◆ **SET PROBLEM**
Repeat the following data back without changing anything, from the first line to the last.

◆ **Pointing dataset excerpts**
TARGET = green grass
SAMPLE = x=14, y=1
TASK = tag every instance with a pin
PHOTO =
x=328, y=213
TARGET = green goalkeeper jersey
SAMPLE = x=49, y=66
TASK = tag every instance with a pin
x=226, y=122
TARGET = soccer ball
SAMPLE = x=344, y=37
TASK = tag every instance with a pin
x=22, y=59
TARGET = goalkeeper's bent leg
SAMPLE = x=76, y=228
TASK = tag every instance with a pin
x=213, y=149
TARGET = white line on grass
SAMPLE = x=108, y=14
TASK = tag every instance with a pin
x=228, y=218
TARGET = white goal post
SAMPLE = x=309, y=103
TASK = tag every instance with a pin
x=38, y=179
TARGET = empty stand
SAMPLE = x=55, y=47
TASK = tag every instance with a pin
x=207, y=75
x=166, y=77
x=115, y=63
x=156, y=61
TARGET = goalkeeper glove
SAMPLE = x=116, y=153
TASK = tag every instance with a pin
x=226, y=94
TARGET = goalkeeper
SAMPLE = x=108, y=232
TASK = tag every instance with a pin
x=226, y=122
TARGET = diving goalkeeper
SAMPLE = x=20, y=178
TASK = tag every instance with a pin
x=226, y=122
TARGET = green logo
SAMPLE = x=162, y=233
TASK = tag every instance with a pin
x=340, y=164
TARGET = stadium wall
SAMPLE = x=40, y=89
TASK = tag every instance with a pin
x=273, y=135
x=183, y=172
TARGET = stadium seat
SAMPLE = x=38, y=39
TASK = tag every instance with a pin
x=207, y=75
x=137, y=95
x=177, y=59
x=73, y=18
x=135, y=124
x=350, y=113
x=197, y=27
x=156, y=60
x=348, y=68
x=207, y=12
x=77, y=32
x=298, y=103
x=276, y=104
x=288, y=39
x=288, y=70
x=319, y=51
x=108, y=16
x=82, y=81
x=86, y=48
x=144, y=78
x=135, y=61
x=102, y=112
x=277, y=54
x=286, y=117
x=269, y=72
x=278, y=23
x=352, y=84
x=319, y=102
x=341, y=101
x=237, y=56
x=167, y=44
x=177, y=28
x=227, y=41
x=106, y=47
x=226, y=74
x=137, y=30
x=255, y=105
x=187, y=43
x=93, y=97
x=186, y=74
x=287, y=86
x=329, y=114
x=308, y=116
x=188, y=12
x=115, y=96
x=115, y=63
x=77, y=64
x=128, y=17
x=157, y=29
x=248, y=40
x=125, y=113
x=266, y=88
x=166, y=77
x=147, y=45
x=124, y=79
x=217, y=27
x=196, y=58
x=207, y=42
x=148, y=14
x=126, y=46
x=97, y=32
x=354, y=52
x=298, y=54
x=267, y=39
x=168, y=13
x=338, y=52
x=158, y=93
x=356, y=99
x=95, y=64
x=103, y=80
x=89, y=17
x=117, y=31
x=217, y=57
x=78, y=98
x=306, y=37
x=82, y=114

◆ **SOLVED EXERCISE**
TARGET = green grass
SAMPLE = x=14, y=1
TASK = tag every instance with a pin
PHOTO =
x=328, y=213
TARGET = green goalkeeper jersey
SAMPLE = x=49, y=66
TASK = tag every instance with a pin
x=226, y=122
TARGET = soccer ball
SAMPLE = x=344, y=37
TASK = tag every instance with a pin
x=22, y=59
TARGET = goalkeeper's bent leg
SAMPLE = x=76, y=228
TASK = tag every instance with a pin
x=213, y=149
TARGET = white line on grass
SAMPLE = x=108, y=14
TASK = tag every instance with a pin
x=228, y=218
TARGET = white goal post
SAMPLE = x=309, y=103
TASK = tag every instance with a pin
x=38, y=179
TARGET = empty stand
SAMPLE = x=55, y=47
TASK = tag every instance with a pin
x=207, y=75
x=166, y=77
x=115, y=63
x=156, y=61
TARGET = goalkeeper glove
SAMPLE = x=116, y=153
TASK = tag every instance with a pin
x=226, y=94
TARGET = goalkeeper
SAMPLE = x=108, y=232
TASK = tag every instance with a pin
x=226, y=122
TARGET = diving goalkeeper
SAMPLE = x=20, y=178
TASK = tag every instance with a pin
x=226, y=122
TARGET = green logo
SAMPLE = x=162, y=233
TASK = tag every instance with a pin
x=340, y=164
TARGET = stadium wall
SAMPLE = x=40, y=89
TASK = tag every instance with a pin
x=273, y=135
x=183, y=172
TARGET = stadium seat
SAMPLE = x=38, y=39
TASK = tag every instance with a pin
x=207, y=75
x=137, y=95
x=177, y=59
x=73, y=18
x=135, y=124
x=350, y=113
x=197, y=27
x=156, y=60
x=348, y=68
x=207, y=12
x=77, y=32
x=298, y=103
x=276, y=104
x=288, y=39
x=288, y=70
x=319, y=51
x=108, y=16
x=82, y=81
x=86, y=48
x=144, y=78
x=135, y=61
x=102, y=112
x=277, y=54
x=286, y=117
x=269, y=72
x=278, y=23
x=352, y=84
x=319, y=102
x=341, y=101
x=237, y=56
x=167, y=44
x=177, y=28
x=227, y=41
x=106, y=47
x=226, y=74
x=137, y=30
x=255, y=105
x=187, y=43
x=93, y=97
x=186, y=74
x=287, y=86
x=329, y=114
x=308, y=116
x=188, y=12
x=115, y=96
x=115, y=63
x=77, y=64
x=128, y=17
x=157, y=29
x=248, y=40
x=125, y=113
x=266, y=88
x=166, y=77
x=147, y=45
x=124, y=79
x=217, y=27
x=196, y=58
x=207, y=42
x=148, y=14
x=126, y=46
x=97, y=32
x=354, y=52
x=298, y=54
x=267, y=39
x=168, y=13
x=338, y=52
x=158, y=93
x=356, y=99
x=95, y=64
x=103, y=80
x=89, y=17
x=117, y=31
x=217, y=57
x=78, y=98
x=306, y=37
x=82, y=114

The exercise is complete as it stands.